▶ [EXERCISE BRIEF]: Locate every line in the entries below that contains the string "table", and copy each such line. Matching is case-sensitive.

-- BEGIN MATERIAL FOR THE TASK --

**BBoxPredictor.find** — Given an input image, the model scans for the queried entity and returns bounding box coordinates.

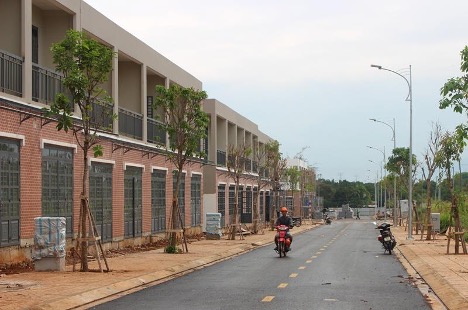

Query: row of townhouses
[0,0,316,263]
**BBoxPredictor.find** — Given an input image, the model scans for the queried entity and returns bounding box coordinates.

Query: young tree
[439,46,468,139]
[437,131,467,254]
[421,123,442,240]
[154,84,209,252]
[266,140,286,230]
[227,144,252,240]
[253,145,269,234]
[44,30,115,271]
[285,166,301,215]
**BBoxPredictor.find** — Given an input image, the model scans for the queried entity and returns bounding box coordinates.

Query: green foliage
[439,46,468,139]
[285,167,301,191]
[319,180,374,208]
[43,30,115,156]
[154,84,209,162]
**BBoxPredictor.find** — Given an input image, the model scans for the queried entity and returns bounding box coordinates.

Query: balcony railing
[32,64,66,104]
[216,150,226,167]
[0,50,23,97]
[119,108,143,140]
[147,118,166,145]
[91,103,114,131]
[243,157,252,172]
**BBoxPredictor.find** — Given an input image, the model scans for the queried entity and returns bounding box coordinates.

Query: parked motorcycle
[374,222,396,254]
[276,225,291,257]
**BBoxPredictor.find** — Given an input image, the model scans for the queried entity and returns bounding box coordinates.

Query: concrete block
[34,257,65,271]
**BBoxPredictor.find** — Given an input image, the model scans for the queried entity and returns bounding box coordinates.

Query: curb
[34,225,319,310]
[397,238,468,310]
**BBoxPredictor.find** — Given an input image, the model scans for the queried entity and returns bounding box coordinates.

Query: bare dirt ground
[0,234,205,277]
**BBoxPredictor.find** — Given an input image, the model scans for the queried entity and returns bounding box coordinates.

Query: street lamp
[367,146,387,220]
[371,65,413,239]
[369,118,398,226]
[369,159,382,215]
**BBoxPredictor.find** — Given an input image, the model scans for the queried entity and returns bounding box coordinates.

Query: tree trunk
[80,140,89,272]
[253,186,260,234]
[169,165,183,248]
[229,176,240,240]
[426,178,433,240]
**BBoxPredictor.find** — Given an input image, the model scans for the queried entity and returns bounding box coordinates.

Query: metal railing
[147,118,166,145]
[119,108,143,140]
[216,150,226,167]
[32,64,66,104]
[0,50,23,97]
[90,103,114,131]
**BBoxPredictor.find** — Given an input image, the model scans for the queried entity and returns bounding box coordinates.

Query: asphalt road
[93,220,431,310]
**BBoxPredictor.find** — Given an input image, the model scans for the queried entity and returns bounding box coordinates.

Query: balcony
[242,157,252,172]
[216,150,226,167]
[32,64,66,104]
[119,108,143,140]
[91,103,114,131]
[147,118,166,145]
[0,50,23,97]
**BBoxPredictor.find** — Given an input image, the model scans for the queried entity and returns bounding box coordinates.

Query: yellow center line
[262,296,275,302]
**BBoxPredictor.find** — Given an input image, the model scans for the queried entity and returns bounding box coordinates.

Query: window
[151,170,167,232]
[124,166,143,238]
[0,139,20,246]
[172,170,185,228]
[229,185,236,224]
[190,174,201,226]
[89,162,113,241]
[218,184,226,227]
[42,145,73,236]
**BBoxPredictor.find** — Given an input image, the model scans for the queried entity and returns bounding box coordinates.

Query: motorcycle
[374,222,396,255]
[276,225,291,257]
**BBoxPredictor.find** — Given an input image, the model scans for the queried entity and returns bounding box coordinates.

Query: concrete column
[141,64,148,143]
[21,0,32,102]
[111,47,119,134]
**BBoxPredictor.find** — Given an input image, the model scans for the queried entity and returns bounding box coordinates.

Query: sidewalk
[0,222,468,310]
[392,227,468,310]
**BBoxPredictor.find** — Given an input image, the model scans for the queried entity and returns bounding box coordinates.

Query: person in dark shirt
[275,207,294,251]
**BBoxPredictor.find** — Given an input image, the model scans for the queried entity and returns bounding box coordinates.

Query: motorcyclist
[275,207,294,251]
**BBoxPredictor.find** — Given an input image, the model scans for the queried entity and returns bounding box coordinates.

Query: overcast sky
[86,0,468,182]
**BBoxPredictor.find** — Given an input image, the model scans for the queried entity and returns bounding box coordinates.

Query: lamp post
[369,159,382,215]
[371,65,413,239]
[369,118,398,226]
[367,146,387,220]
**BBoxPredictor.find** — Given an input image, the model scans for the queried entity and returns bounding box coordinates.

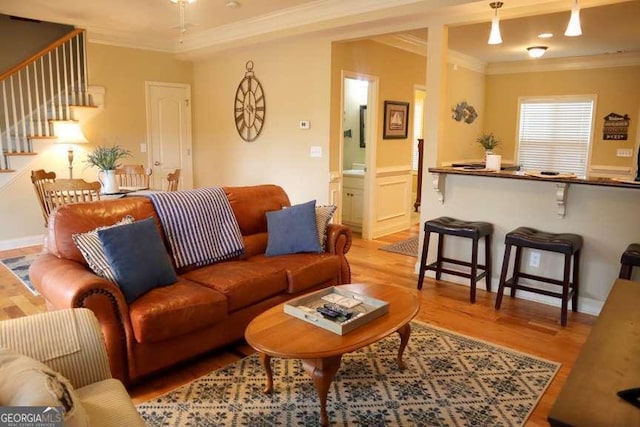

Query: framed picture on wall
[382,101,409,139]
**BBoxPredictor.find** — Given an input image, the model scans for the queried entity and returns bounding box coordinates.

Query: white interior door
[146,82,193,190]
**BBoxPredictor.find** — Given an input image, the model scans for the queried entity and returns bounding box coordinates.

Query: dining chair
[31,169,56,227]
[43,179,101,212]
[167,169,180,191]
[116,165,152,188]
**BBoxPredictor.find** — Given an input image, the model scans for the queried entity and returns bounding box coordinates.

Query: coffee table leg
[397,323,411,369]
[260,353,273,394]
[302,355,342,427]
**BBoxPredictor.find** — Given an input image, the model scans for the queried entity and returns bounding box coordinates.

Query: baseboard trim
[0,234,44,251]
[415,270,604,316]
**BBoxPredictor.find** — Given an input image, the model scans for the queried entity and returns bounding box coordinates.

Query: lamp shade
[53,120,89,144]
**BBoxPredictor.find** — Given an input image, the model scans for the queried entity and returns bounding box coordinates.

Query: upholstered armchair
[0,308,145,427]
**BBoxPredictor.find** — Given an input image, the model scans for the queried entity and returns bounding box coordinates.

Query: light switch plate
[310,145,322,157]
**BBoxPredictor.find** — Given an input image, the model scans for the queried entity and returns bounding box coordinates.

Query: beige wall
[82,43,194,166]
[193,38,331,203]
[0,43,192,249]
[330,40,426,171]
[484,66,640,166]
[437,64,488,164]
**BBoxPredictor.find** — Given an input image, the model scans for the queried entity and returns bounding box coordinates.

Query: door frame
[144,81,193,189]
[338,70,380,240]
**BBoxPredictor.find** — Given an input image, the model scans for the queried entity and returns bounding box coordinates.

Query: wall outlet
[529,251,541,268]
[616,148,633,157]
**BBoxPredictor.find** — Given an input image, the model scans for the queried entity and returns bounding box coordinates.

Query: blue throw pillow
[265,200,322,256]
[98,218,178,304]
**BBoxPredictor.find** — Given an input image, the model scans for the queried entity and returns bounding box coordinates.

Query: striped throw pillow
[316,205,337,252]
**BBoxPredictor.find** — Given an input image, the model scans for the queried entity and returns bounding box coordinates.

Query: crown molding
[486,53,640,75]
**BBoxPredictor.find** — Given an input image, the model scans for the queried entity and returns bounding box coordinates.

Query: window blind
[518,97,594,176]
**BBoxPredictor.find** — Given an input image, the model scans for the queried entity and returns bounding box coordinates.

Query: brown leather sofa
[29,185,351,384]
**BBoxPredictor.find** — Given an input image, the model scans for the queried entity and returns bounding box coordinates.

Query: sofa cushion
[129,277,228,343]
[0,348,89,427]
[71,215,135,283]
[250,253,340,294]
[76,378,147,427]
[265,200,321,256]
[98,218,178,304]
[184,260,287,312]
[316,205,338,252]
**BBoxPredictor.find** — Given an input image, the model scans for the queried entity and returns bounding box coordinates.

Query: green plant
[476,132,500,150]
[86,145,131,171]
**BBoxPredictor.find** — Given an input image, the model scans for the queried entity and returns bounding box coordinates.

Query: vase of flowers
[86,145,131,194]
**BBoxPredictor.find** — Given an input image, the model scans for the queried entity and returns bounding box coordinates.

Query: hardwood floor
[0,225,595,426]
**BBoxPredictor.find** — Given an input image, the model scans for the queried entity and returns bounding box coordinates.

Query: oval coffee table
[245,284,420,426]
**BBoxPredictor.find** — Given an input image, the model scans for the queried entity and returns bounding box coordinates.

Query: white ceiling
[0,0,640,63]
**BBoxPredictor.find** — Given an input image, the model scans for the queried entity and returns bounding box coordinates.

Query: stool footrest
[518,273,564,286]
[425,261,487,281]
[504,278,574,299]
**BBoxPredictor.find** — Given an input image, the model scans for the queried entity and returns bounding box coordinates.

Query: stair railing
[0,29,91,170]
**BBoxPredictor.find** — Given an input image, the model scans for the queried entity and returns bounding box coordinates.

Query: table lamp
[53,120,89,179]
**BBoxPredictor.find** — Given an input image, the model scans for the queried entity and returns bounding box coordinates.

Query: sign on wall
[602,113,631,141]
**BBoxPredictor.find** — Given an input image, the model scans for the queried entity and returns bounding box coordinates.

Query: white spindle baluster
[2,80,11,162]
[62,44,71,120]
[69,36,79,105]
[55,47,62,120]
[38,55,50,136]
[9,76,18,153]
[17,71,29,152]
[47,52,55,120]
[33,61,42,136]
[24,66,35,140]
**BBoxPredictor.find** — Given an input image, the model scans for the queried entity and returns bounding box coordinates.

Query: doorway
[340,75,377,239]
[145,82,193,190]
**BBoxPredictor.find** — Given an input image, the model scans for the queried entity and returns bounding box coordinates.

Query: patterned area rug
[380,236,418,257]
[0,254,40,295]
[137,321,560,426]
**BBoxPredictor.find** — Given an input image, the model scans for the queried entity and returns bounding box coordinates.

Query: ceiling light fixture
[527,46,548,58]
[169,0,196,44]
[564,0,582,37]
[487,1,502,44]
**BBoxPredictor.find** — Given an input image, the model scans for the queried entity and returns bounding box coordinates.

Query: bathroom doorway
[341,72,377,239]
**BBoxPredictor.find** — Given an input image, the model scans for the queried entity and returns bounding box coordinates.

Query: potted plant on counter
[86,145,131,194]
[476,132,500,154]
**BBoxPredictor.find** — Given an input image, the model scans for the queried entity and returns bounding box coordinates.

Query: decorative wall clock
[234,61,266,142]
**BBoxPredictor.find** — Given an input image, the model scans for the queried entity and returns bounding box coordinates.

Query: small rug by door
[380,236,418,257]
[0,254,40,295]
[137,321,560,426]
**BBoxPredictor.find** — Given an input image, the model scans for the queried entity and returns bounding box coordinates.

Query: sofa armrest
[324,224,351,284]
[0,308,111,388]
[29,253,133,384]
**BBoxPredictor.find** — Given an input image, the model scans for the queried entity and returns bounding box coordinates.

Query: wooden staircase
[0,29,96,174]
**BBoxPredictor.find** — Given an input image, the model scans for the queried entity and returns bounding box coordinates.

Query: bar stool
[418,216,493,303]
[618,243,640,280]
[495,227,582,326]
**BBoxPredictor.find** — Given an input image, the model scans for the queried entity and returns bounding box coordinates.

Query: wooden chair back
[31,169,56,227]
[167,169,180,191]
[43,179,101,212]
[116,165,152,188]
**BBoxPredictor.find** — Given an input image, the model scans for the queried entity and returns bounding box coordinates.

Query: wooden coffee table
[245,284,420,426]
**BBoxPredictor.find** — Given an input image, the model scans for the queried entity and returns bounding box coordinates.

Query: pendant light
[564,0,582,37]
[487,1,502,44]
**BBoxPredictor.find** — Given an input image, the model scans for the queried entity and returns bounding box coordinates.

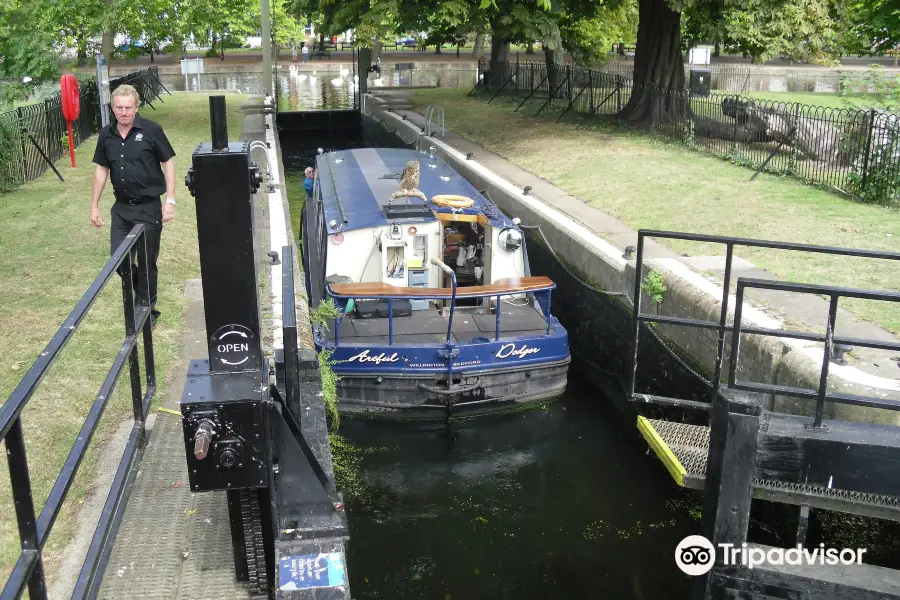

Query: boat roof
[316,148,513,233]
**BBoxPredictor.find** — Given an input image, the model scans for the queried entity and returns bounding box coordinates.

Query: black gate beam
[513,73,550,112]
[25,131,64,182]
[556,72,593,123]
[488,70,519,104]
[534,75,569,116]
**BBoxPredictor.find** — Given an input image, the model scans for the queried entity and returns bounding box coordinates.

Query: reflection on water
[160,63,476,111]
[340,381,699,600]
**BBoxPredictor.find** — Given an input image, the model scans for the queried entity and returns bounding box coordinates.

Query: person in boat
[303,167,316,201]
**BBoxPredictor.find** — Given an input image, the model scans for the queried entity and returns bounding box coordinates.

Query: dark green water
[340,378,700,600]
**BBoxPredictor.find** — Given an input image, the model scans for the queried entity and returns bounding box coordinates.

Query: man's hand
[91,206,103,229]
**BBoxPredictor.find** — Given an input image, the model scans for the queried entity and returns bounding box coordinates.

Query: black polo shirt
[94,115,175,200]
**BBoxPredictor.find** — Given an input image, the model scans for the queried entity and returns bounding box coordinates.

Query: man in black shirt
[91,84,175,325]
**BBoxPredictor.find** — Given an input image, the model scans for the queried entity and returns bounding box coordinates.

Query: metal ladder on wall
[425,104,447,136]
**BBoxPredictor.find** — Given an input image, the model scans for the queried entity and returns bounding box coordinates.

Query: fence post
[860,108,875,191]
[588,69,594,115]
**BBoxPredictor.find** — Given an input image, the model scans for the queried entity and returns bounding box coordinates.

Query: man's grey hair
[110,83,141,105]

-- END MATERIAL FOR THE TASK --

▶ [RESPONSE TO THIS EXERCISE]:
Query: coffee table leg
Query: oval coffee table
Query: table lamp
Query: wooden coffee table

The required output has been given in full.